== PROVIDED MATERIAL ==

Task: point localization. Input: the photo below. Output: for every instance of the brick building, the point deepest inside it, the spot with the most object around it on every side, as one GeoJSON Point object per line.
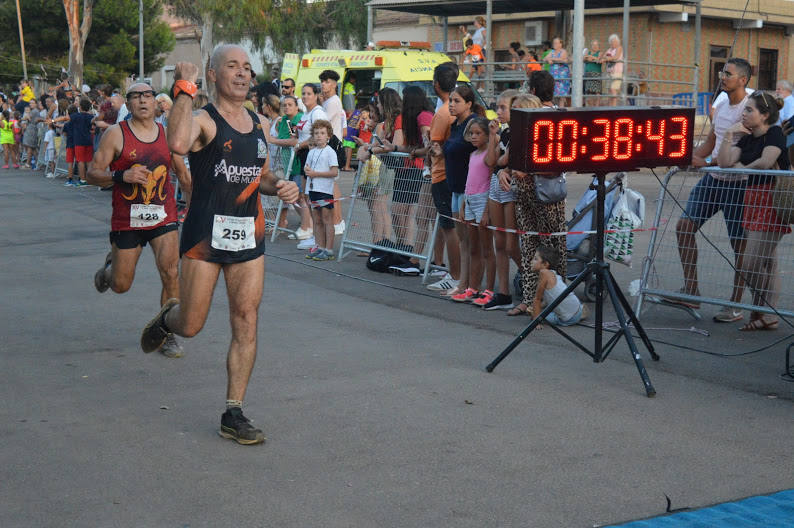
{"type": "Point", "coordinates": [658, 34]}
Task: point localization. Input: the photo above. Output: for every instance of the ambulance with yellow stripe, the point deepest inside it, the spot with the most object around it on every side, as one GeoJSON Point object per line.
{"type": "Point", "coordinates": [393, 64]}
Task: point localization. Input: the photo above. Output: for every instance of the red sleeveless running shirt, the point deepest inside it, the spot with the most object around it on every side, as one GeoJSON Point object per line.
{"type": "Point", "coordinates": [137, 206]}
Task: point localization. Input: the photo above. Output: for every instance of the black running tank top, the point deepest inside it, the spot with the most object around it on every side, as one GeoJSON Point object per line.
{"type": "Point", "coordinates": [225, 222]}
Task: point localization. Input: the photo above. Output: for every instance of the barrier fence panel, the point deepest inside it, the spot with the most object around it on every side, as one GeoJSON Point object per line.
{"type": "Point", "coordinates": [281, 158]}
{"type": "Point", "coordinates": [392, 209]}
{"type": "Point", "coordinates": [749, 231]}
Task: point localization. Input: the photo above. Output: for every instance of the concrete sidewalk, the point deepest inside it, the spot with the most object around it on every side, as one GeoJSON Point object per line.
{"type": "Point", "coordinates": [374, 399]}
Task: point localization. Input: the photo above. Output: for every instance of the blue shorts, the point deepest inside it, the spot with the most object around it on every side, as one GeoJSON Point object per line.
{"type": "Point", "coordinates": [315, 196]}
{"type": "Point", "coordinates": [711, 195]}
{"type": "Point", "coordinates": [457, 202]}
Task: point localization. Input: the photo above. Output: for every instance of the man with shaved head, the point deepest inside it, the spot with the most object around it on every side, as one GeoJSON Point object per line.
{"type": "Point", "coordinates": [225, 227]}
{"type": "Point", "coordinates": [133, 157]}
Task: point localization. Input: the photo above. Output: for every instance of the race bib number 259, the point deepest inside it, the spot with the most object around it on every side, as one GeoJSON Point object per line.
{"type": "Point", "coordinates": [233, 233]}
{"type": "Point", "coordinates": [146, 215]}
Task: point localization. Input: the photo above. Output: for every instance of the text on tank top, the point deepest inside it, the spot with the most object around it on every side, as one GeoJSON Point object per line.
{"type": "Point", "coordinates": [148, 206]}
{"type": "Point", "coordinates": [225, 221]}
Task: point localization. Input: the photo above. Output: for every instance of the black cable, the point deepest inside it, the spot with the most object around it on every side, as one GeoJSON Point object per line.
{"type": "Point", "coordinates": [659, 341]}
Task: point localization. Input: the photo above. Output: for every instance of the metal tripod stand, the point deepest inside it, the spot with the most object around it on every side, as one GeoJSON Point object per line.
{"type": "Point", "coordinates": [604, 281]}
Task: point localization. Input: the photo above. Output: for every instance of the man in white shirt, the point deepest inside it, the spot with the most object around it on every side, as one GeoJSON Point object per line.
{"type": "Point", "coordinates": [332, 105]}
{"type": "Point", "coordinates": [716, 192]}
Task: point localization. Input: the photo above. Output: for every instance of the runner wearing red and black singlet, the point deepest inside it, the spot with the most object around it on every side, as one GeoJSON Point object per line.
{"type": "Point", "coordinates": [133, 156]}
{"type": "Point", "coordinates": [225, 223]}
{"type": "Point", "coordinates": [143, 207]}
{"type": "Point", "coordinates": [224, 228]}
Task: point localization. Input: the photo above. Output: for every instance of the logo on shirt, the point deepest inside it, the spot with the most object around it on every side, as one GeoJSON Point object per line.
{"type": "Point", "coordinates": [153, 189]}
{"type": "Point", "coordinates": [237, 174]}
{"type": "Point", "coordinates": [261, 148]}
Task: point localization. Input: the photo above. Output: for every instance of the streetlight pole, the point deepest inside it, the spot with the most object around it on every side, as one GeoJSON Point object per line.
{"type": "Point", "coordinates": [140, 40]}
{"type": "Point", "coordinates": [22, 43]}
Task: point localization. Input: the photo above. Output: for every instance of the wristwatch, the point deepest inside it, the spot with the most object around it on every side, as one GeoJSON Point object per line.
{"type": "Point", "coordinates": [185, 87]}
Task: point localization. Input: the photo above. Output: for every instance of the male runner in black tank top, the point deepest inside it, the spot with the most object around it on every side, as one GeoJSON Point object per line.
{"type": "Point", "coordinates": [224, 140]}
{"type": "Point", "coordinates": [133, 157]}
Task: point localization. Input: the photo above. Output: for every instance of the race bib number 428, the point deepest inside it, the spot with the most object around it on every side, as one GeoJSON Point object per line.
{"type": "Point", "coordinates": [146, 215]}
{"type": "Point", "coordinates": [233, 233]}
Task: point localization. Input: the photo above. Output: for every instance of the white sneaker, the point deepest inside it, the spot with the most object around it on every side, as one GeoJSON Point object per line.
{"type": "Point", "coordinates": [301, 234]}
{"type": "Point", "coordinates": [446, 283]}
{"type": "Point", "coordinates": [307, 243]}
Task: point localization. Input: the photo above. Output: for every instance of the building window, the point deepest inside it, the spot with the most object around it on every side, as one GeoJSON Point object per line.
{"type": "Point", "coordinates": [767, 69]}
{"type": "Point", "coordinates": [533, 33]}
{"type": "Point", "coordinates": [718, 56]}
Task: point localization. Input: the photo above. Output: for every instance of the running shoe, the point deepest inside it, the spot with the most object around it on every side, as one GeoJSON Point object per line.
{"type": "Point", "coordinates": [307, 243]}
{"type": "Point", "coordinates": [101, 282]}
{"type": "Point", "coordinates": [154, 333]}
{"type": "Point", "coordinates": [446, 283]}
{"type": "Point", "coordinates": [728, 315]}
{"type": "Point", "coordinates": [468, 295]}
{"type": "Point", "coordinates": [689, 304]}
{"type": "Point", "coordinates": [499, 301]}
{"type": "Point", "coordinates": [171, 348]}
{"type": "Point", "coordinates": [409, 270]}
{"type": "Point", "coordinates": [301, 234]}
{"type": "Point", "coordinates": [235, 426]}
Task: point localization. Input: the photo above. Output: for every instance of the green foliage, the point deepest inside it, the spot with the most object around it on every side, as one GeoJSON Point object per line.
{"type": "Point", "coordinates": [111, 52]}
{"type": "Point", "coordinates": [287, 25]}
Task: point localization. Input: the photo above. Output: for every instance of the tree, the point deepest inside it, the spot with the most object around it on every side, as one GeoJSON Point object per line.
{"type": "Point", "coordinates": [78, 33]}
{"type": "Point", "coordinates": [279, 25]}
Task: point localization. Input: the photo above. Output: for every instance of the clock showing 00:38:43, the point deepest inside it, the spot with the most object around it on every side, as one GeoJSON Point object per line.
{"type": "Point", "coordinates": [600, 139]}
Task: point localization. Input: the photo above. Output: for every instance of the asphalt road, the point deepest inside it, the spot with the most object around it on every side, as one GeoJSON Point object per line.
{"type": "Point", "coordinates": [372, 394]}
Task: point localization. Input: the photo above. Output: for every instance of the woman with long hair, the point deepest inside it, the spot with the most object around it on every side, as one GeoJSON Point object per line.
{"type": "Point", "coordinates": [532, 215]}
{"type": "Point", "coordinates": [412, 135]}
{"type": "Point", "coordinates": [558, 61]}
{"type": "Point", "coordinates": [314, 112]}
{"type": "Point", "coordinates": [757, 143]}
{"type": "Point", "coordinates": [374, 192]}
{"type": "Point", "coordinates": [463, 107]}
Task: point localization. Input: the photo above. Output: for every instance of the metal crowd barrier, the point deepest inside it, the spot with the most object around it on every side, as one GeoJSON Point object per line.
{"type": "Point", "coordinates": [392, 209]}
{"type": "Point", "coordinates": [271, 205]}
{"type": "Point", "coordinates": [662, 275]}
{"type": "Point", "coordinates": [61, 166]}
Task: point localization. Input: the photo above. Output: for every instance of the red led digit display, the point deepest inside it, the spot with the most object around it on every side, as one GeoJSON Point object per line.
{"type": "Point", "coordinates": [600, 140]}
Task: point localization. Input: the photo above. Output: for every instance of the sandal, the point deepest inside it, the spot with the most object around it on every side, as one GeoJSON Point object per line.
{"type": "Point", "coordinates": [519, 309]}
{"type": "Point", "coordinates": [759, 324]}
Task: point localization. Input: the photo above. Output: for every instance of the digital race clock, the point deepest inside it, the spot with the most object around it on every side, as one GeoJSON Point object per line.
{"type": "Point", "coordinates": [600, 139]}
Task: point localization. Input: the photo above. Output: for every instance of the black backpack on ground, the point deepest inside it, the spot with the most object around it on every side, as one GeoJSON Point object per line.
{"type": "Point", "coordinates": [380, 259]}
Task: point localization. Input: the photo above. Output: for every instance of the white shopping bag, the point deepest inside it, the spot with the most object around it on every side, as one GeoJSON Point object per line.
{"type": "Point", "coordinates": [619, 243]}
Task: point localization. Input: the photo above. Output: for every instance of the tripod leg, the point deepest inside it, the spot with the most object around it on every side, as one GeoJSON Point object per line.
{"type": "Point", "coordinates": [612, 287]}
{"type": "Point", "coordinates": [539, 318]}
{"type": "Point", "coordinates": [635, 321]}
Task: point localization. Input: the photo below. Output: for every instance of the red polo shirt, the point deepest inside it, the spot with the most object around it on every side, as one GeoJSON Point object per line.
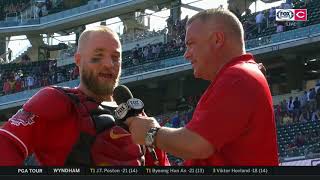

== TASK ==
Would you copy the lines from the one holding "of the tripod" down to the last line of the material, both included, exactly and with nothing added, skipping the pictures?

== RESPONSE ==
Task: point localization. Input: the photo above. Output: for every instance of the tripod leg, the point deepest inside it, the spot with the most object around it on every side, as one GeoJSON Point object per line.
{"type": "Point", "coordinates": [612, 287]}
{"type": "Point", "coordinates": [539, 318]}
{"type": "Point", "coordinates": [635, 321]}
Task: point localization. Input: the photo below. Output: for every instance of the red polo shirt, the point deepest inside it, the spot with the most object around it on every side, as one GeoJSON Point object per line.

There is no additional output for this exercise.